___ Extrait à lire

Le musée du Débarquement d’Utah Beach met en scène les sites et équipements clés du D-Day. Il y a, par exemple, une barge de débarquement sur la plage. © Jérôme Houyvet / Détours en France

Publié le par Stéphanie Grésille et Dominique Roger

Replongez dans cette page décisive de la seconde guerre mondiale en visitant les sites qui ont fait du 6 juin 1944 une date clé de notre histoire. 

De manière incontestable, l’histoire du Débarquement en Normandie se vit et se ressent sur place, mieux et plus intensément que nulle part ailleurs dans le monde, sur les traces des soldats dont bon nombre d’entre eux ont péri sous les feux et les répliques intensives de l’armée allemande. C’est pour cette raison que de la plage d’Utah Beach à Cherbourg, en passant par Carentan, Saint-Lô, Coutances, Avranches... sur l’ensemble du Cotentin, du littoral jusque sur les chemins les plus isolées, la voie de la Liberté est jalonnée de sites  commémoratifs dont l’enjeu est de ne jamais faire tomber dans l’oubli les souffrances, l’exode et la longue reconstruction d’après-guerre. Car si la liberté n’a pas de prix, les habitants, les villes, les monuments, les bâtiments ont payé un lourd tribut pour faire triompher l’offensive des Alliés.

Le marais de Carentan, l’assaut des parachutistes

Chaque année, à Carentan, les vétérans (ici, Raymond R. Wallace) assistent à la parade militaire, en souvenir de leurs camarades tombés au front.
Chaque année, à Carentan, les vétérans assistent à la parade militaire, en souvenir de leurs camarades tombés au front. © Jérôme Houyvet / Détours en France

Pour se faire une juste vision du théâtre de la bataille dans le marais de Carentan, il faut venir ici en hiver, lorsque le marais est dit « blanc ». En effet, le marais est formé par la réunion de plusieurs fleuves côtiers qui se retrouvent dans la baie du Grand Vey, plaine très peu élevée au-dessus du niveau de la mer. Depuis le xvie siècle, des digues et des écluses ont été aménagées pour empêcher la marée d’envahir toute la plaine.

______
___ Données fournies

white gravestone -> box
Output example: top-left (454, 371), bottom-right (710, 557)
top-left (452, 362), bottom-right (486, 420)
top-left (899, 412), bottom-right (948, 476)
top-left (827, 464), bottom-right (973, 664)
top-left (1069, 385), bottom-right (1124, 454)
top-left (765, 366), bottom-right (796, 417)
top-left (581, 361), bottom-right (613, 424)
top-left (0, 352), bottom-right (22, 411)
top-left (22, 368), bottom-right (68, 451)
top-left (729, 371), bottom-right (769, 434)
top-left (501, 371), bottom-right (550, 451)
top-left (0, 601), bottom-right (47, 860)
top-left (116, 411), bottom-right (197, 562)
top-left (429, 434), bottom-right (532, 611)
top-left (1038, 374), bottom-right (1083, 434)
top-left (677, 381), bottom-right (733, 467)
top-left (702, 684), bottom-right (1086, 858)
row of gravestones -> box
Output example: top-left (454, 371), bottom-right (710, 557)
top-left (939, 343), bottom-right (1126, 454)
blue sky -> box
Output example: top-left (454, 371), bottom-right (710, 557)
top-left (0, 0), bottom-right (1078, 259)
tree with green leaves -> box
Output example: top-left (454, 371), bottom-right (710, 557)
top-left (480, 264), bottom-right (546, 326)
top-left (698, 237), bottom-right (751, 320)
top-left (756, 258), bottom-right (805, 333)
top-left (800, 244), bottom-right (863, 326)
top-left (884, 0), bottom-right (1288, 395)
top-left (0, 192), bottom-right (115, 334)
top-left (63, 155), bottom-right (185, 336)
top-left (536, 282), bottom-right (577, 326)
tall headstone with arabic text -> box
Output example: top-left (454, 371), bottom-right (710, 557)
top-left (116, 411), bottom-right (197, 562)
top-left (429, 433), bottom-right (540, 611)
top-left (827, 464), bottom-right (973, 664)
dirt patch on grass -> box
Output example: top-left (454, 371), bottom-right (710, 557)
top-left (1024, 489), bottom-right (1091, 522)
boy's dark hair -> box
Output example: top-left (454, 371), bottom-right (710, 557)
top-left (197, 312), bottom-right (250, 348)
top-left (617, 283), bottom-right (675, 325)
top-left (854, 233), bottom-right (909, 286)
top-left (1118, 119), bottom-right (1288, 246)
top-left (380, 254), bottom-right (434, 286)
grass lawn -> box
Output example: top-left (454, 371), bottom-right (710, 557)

______

= Exercices =
a - Répondez aux questions suivantes à partir de l'extrait sur le Débarquement.
(i) Que trouve-t-on sur la plage, d'après la légende de la première photo ?
(ii) Quelle date l'extrait présente-t-il comme une date clé de notre histoire ?
(iii) En quelle saison faut-il venir pour se faire une juste vision du théâtre de la bataille dans le marais de Carentan ?
b - Énumérez les villes que l'extrait sur le Débarquement cite le long de la voie de la Liberté, sans compter la plage d'Utah Beach.
c - Restituez sans rien changer le passage de l'extrait sur le Débarquement qui commence par « Publié le par » et se poursuit jusqu'à « de notre histoire. ».

= Corrigés =
a -
(i) Une barge de débarquement.
(ii) Le 6 juin 1944.
(iii) En hiver.

b - Cherbourg, Carentan, Saint-Lô, Coutances, Avranches

c -
Publié le par Stéphanie Grésille et Dominique Roger

Replongez dans cette page décisive de la seconde guerre mondiale en visitant les sites qui ont fait du 6 juin 1944 une date clé de notre histoire.